**Stored dataset items:**
== Segment start ==
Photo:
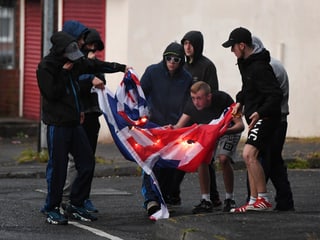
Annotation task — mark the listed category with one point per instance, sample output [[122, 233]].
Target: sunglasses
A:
[[174, 59]]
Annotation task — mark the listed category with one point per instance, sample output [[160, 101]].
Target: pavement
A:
[[303, 223]]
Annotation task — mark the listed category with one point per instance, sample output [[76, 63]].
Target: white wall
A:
[[139, 30]]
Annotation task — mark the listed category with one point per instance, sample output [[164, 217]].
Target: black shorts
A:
[[261, 134]]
== Segment end ==
**REQUIREMENT:** From the records above, return each line that includes "listed".

**FINISHED TASK:**
Annotation task — mark the listed category with one point per instance, sample output [[122, 233]].
Annotation task — mark the listed category with one point per instance, sample output [[160, 101]].
Annotation task — mark the listed category with one point per instance, sample output [[76, 63]].
Annotation task — mark the listed category with one point per instance, sample output [[164, 217]].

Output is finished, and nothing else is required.